**Auftrag:**
Führe das Interview zum Streit um die Kastanienallee im Anschluss an seinen letzten Satz weiter.

**Textauszug:**

════════════════

„Früher kämpfte man gegen den Vietnamkrieg, heute für einen ruhigen Schlaf“

von Juliane Schader 22. November 2011

Thymian Bussemer hat in seinem Buch „Die erregte Republik“ den Wutbürger analysiert. Im Interview spricht er über die Kastanienallee und Stoppt K21, Bürgerinitiativen, Politiker ohne Vertrauen und Aushänge auf Alpha Centauri.

Bevor sich die Initiative „Stoppt K21“ in der vergangenen Woche aufgelöst hat, hat sie sich über Jahre einen Streit mit dem Bezirksamt um den Umbau der Kastanienallee geliefert. Trotz dieser aktuellen Entwicklung bleibt die Frage: Wer hat denn nun Recht?

Recht haben gibt es da nicht. Es gibt eben ganz unterschiedliche Funktionszuweisungen an die Kastanienallee und ganz verschiedene Vorstellungen davon, was eine gute Großstadtstraße ist: geht es eher um Funktionalität oder um Heimeligkeit? Dazu kommt der für alle derartigen Projekte typische Konflikt um die Streitfrage, ob das Planungsverfahren transparent genug war: Die einen sagen, den ersten Aushang auf Alpha Centauri habe es doch schon vor 3000 Jahren gegeben. Die anderen sagen, davon hätten sie aber nichts mitbekommen. Das steht ja auch etwa bei Stuttgart 21 im Zentrum des Konflikts.

 

Die Fronten in der Kastanienallee sind klar: Das Bezirksamt will bauen, die Bürgerinitiative nicht. Wie findet man da einen Konsens?

════════════════

**Datenabschnitt:**
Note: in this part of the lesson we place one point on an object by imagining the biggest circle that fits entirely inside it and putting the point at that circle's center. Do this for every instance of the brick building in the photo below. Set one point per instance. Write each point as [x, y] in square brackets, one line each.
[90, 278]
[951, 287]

════════════════

**Ergebnis:**
Das Bezirksamt müsste bürgernäher sein, die Bürgerinitiative auch übergeordnete Aspekte der städtischen Infrastrukturpolitik in den Blick nehmen. Ein typisches Zeichen heutiger lokaler Protestbewegungen ist ja diese NIMBY-Haltung: Not in my backyard. Vereint sind die Leute in der Verneinung. In dem Moment, wo man es konstruktiv wenden und einen Konsens finden muss, wird es schwierig. Und selbst wenn es konsensuale Vorschläge aus der Zivilgesellschaft gibt, kollidieren diese oft mit den Anforderungen der Verkehrsbetriebe, dem Planungs- und Vergaberecht und ähnlichen Dingen. Es scheint mir schwierig, wie es mitten in der Großstadt bei einer Straße mit einer gewissen Bedeutung gelingen soll, die hyperlokalen Anforderungen der Anwohner mit den weiteren Funktionszuweisungen in Einklang zu bringen.

 

Den Bürgerinitiativen fehlt also der Wille zum Konsens?

So pauschal kann man das nicht sagen. Der Wille zum Konsens ist eins, die Fähigkeit, einen herzustellen, etwas anderes. Im Fall der Kastanienallee habe ich das Gefühlt, dass von beiden Seiten extrem ungeschickt agiert wird. Die Aktivisten müssen sich aber darüber im Klaren sein, dass durch strategische Fehler auch Mitwirkungschancen vergeben werden. Wer 9000 Unterschriften für ein Bürgerbegehren braucht, muss zur Bildung von Allianzen in der Lage sein.

 

Der Trend geht derzeit zum engagierten Bürger, in Prenzlauer Berg hat jede zweite Straße eine eigene Bürgerinitiative. Ist das eigentlich ein neues Phänomen?

Bürgerinitiativen gibt es schon viel länger als den Begriff dafür. In den 1860er Jahren wäre beinahe der Bau der zentralen Kanalisation für Berlin unter Hobrecht an Bürgereinsprüchen gescheitert. Was die Frage aufwirft, wie es wäre, wenn die sich damals durchgesetzt hätten und wir unsere Fäkalien nach wie vor mit Wagen vor die Stadt schaffen müssten. Solche Initiativen hat es immer gegeben, und das ist ja auch richtig so. Die lokale Bürgergesellschaft ist ja ein wichtiges Korrektiv für die richtige Politik in einer Demokratie.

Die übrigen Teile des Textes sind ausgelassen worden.